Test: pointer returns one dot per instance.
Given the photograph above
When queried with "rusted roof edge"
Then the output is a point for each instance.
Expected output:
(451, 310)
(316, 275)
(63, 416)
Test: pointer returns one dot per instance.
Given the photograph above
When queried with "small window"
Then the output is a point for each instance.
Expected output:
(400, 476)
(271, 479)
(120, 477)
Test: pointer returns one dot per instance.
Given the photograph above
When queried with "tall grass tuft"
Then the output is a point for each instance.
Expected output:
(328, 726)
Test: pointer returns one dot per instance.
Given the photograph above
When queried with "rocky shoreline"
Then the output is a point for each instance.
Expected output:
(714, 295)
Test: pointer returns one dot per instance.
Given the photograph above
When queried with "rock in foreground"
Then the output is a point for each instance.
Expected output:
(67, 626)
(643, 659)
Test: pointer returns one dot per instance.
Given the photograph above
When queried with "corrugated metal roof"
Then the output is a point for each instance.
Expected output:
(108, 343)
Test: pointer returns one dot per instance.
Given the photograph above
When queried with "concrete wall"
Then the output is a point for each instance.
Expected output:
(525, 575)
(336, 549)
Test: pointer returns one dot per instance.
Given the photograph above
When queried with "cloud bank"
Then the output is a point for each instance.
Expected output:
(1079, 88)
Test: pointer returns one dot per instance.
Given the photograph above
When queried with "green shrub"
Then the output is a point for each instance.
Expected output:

________________________

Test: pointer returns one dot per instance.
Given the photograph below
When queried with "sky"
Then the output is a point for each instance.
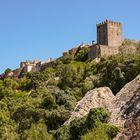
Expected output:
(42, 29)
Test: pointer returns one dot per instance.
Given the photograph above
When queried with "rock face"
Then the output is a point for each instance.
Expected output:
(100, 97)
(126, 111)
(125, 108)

________________________

## ASSIGNMENT
Keep only those lines of the records that hold "roof", and return them.

## OUTPUT OF THE TASK
When queried with "rusted roof edge"
When queried with "corrugated metal roof"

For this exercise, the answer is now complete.